__WRITTEN TASK__. Pull out everything in the earnings call transcript from "Thank you, Sheldon." down to "line is yours.", copied word for word.

Thank you, Sheldon. We'll now begin the Q&A session. And as a reminder, if you would like to ask a question, please let us know by emailing us at investors at millicom.com and we will add you to the queue. Our first question is coming from Marcelo Santos at JP Morgan. Marcelo, the line is yours.

speaker
Marcelo

Thank you. Good morning to all. Thanks for taking my questions. I wanted to ask two. The first is regarding the outlook for Colombian margins. So you reached a new record. What's the ambition here? aren't margins a bit abnormally low because you're not adding so much broadband ads? So what's the impact of your more, I imagine in the future you want to add more ads. So if you were back to the normal pace of ads, what would be the impact on margins? And the second question is on Project Everest, I imagine part of those costs savings were already reflected on 2023 numbers. So what's the incremental cost saving of 2024 versus 2023? I understand there's a run rate, but what should we see as incremental savings versus what was already reported in the year? Thank you.

speaker
Maui Sotamos

Thank you, Marcelo. As usual, let me take Colombia a little bit big picture first and look for Colombia and then, of course, I'll hand it over to a combination of Sheldon and Maxine who can give you the operational capex and financial details on Project Everest. Listen, on Columbia, the outlook has dramatically improved since back in the summer when we were dealing with a capital infusion and a ton of uncertainty around whether we would be able to put together or not the final details around the combination of our network with Telefonica. For the last couple of years, as you know, we've been able to invest in that 700 megahertz network, which has proved to be phenomenal for us to gain mobile market share volume. Pricing has become more stable as the new incumbent has realized that that is a better strategy for them to grow revenue in the marketplace. And of course, we've put a joint network with Telefonica that has allowed us to buy Spectrum together. So you're already beginning to see the improvements on Columbia. All of these combined, a more rational pricing market, our ability to combine network and spectrum with Telefonica, the pickup in volume that we have had as a result of the 700 megahertz, and now significant savings from Everest and efficiencies coming for Everest make the outlook for Colombia quite positive. And that's why you heard us say during the call that we believe Colombia going forward can deliver a lot more. And as a matter of fact, it's a country, as you heard us say many, many times, that was not making equity-free cash flow. And in 2024, we're aiming for breakeven or positive, and that makes it the largest contributor to our equity-free cash flow swing. Now, Everest, in its revamped, strengthened form, also had an impact in Colombia, and I'll hand it over to Sheldon and Naksim to give you more details.

__MATERIAL__.
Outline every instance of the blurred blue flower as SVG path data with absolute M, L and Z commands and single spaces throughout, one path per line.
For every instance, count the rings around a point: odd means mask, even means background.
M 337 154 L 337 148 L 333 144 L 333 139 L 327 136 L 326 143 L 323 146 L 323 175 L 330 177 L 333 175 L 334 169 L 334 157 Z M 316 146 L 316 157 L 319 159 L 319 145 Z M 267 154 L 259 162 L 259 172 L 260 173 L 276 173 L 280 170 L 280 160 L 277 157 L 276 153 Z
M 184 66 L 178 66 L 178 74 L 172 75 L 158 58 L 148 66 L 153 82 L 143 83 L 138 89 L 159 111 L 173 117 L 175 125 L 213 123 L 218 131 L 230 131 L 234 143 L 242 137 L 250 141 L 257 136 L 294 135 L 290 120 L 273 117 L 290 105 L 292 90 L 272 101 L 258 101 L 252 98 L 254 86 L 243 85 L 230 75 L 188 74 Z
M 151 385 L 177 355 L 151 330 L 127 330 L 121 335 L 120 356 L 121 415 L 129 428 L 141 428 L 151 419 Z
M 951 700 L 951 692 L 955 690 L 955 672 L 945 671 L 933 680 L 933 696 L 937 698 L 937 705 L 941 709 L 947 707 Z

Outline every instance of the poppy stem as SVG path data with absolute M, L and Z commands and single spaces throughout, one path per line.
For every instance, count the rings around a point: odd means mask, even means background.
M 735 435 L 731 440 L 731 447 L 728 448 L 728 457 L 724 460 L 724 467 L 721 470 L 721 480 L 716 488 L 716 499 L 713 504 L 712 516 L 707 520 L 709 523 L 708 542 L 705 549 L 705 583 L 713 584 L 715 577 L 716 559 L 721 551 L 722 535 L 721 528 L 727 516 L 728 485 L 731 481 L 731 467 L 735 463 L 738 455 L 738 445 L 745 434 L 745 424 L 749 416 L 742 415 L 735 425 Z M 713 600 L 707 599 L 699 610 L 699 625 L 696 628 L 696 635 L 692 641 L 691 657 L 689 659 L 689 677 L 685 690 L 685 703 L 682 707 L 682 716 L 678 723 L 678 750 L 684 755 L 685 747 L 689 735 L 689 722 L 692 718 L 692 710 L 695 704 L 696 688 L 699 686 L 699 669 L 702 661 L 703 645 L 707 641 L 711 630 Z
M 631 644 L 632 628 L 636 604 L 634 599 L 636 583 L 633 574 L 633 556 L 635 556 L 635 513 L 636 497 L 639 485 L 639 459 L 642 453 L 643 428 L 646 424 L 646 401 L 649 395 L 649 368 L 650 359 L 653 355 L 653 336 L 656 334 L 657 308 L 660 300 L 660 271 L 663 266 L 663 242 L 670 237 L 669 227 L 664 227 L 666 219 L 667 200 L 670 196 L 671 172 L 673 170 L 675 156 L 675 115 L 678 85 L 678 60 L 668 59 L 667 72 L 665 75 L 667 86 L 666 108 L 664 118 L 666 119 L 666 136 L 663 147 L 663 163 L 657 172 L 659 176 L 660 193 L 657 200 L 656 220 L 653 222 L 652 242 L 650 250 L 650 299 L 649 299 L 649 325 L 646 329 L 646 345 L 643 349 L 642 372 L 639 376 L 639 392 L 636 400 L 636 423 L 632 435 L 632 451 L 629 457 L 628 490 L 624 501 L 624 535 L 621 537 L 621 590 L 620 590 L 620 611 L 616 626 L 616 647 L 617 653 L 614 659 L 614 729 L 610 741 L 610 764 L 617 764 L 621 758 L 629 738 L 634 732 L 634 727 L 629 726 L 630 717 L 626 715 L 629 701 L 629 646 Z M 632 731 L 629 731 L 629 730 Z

__TASK SOLUTION__.
Thank you, Sheldon. We'll now begin the Q&A session. And as a reminder, if you would like to ask a question, please let us know by emailing us at investors at millicom.com and we will add you to the queue. Our first question is coming from Marcelo Santos at JP Morgan. Marcelo, the line is yours.